The task :: Turn every line of the listing below into a numbered list, skipping any blank lines.

START Dataset content

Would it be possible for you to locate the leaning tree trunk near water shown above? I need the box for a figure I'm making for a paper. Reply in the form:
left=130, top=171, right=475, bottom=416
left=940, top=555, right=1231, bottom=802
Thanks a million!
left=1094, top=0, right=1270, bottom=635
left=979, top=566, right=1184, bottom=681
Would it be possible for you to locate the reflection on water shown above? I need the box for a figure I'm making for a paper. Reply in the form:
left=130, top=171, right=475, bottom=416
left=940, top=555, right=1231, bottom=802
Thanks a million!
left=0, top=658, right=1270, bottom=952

END Dataset content

Correct result ::
1. Would it be possible for you to locate the leaning tree trunk near water shown above? I need the box for a figure I'm making for a paper. Reply in the form:
2. left=130, top=171, right=475, bottom=416
3. left=940, top=555, right=1231, bottom=802
4. Thanks a million!
5. left=1094, top=0, right=1270, bottom=635
6. left=979, top=566, right=1184, bottom=681
7. Would it be possible for you to locate the reflection on water shown above? I need the box for a figure I'm making for a paper. Reply in the form:
8. left=130, top=171, right=475, bottom=416
9. left=940, top=555, right=1231, bottom=802
10. Thanks a million!
11. left=0, top=658, right=1270, bottom=952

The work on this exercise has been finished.